_SOURCE PASSAGE_:
---

Inquiry (Ref #KKZ01)

Comments:
Background

The play Kokusenya kassen ("Battles of Kokusenya"), written by Chikamatsu Monzaemon (1653-1724), has long been considered a bunraku masterpiece. First staged in 1715, it remains unsurpassed as the most successful play in the history of the puppet theater. Kabuki also produced many adaptations.

The hero Watônai Sankan, a fisherman by trade, was also the son of Ikkan, a former Ming minister named Tei Shiryû who had been exiled to Japan. Trained in military strategy, Watônai travels to China to aid a princess named Sendan, younger sister of the Chinese emperor murdered by the Tartars, where he fights to fulfill his father's promise to restore the Ming dynasty and place Sendan on the throne.

---

_DATA RECORDS_:
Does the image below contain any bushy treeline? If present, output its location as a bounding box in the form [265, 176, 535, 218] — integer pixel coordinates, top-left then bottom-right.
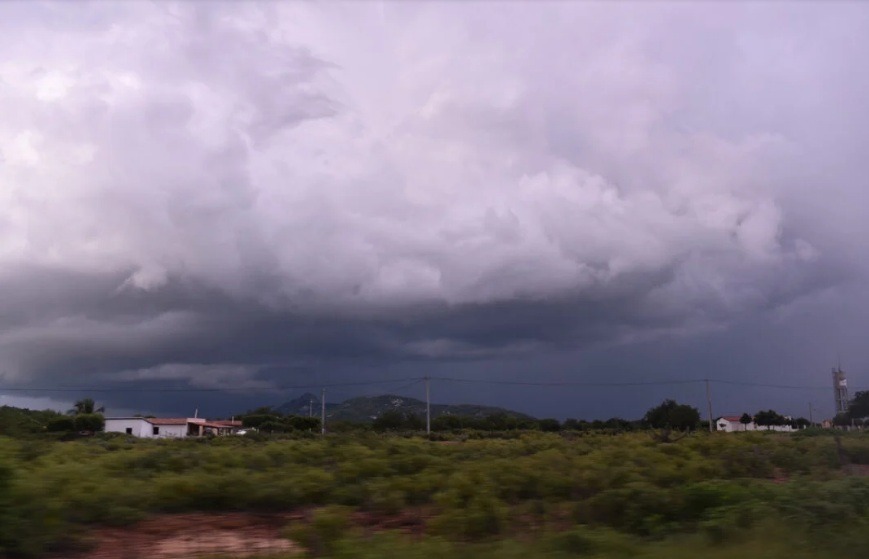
[0, 432, 869, 558]
[240, 407, 320, 433]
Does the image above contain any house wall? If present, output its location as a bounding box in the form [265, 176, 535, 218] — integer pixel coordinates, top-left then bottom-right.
[715, 419, 795, 433]
[105, 418, 151, 438]
[105, 417, 187, 439]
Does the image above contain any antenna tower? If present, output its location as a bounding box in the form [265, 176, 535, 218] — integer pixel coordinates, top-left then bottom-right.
[833, 365, 849, 415]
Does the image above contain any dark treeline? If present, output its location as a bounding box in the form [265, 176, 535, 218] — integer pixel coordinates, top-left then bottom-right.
[240, 400, 810, 440]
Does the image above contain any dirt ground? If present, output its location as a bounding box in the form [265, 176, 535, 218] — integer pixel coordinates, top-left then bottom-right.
[81, 513, 300, 559]
[64, 508, 426, 559]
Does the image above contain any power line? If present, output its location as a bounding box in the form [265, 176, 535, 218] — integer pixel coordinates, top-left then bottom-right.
[0, 377, 856, 393]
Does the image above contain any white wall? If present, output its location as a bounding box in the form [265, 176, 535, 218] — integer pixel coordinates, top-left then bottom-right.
[106, 417, 151, 438]
[106, 417, 187, 439]
[151, 424, 187, 439]
[715, 419, 795, 433]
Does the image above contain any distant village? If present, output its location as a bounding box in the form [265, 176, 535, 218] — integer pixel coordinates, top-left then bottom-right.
[104, 367, 869, 438]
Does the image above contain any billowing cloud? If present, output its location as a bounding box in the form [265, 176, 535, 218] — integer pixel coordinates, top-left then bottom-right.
[0, 3, 869, 418]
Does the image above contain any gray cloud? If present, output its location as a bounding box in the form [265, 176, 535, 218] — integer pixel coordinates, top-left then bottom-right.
[0, 3, 869, 418]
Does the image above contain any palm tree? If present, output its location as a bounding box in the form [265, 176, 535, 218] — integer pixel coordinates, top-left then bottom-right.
[69, 398, 106, 415]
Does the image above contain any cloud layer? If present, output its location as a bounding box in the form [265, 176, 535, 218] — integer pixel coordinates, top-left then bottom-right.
[0, 3, 869, 416]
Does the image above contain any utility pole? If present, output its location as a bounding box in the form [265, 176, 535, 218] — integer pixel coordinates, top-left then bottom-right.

---

_WRITTEN EXERCISE 1_: Update the stretch from "The play Kokusenya" through "on the throne." in the passage on Kokusenya kassen, giving it again with "Tartars" replaced by "Manchus".
_WRITTEN EXERCISE 2_:
Answer these questions about the passage on Kokusenya kassen:
(a) In what year was the play first staged?
(b) What was Watônai's trade?
(c) Whose younger sister is the princess Sendan?
_WRITTEN EXERCISE 3_: Can you pick up the passage on Kokusenya kassen after its last sentence and carry it on?

_ANSWER 1_:
The play Kokusenya kassen ("Battles of Kokusenya"), written by Chikamatsu Monzaemon (1653-1724), has long been considered a bunraku masterpiece. First staged in 1715, it remains unsurpassed as the most successful play in the history of the puppet theater. Kabuki also produced many adaptations.

The hero Watônai Sankan, a fisherman by trade, was also the son of Ikkan, a former Ming minister named Tei Shiryû who had been exiled to Japan. Trained in military strategy, Watônai travels to China to aid a princess named Sendan, younger sister of the Chinese emperor murdered by the Manchus, where he fights to fulfill his father's promise to restore the Ming dynasty and place Sendan on the throne.

_ANSWER 2_:
(a) 1715
(b) He was a fisherman.
(c) She is the younger sister of the Chinese emperor murdered by the Tartars.

_ANSWER 3_:
Watônai and Ikkan travel to China, where they find Ikkan’s daughter and Watônai's half-sister, Kinshôjô, married to a general named Kanki, of Ming ancestry but allied with the Tartars. Kinshôjô, loyal to her father and Watônai, agrees to ask Kanki to join Watônai, but she has them wait outside the Lion Castle for a sign of her husband's intentions: a powder — white for "yes" and red for "no" — to be tossed into cascading water flowing down to the castle moat. Kanki is sympathetic to her request but cannot take advice from a woman on military matters, as it would bring shame upon himself and his descendents. He is also bound by a promise he has made to the Tartars to kill Watônai. Always the warrior, Kanki considers murdering his wife to quell any rumors of his being a coward, but is dissuaded by Kinshôjô's stepmother (Watônai's Japanese mother, who was allowed to enter the castle to plead their cause).

Design

Kunikazu has depicted the celebrated scene called beni nagashi shishigajô ("the red signal inside the castle") when Kinshôjô stabs herself and, in place of the red powder, lets her blood flow into the conduit. Her death will free Kanki to fight the Tartars. Upon seeing the "red signal," Watônai bursts into the Lion Castle to confront Kanki, whereupon the two become allies and Watônai is given the name Kokusenya, Lord of Enpei.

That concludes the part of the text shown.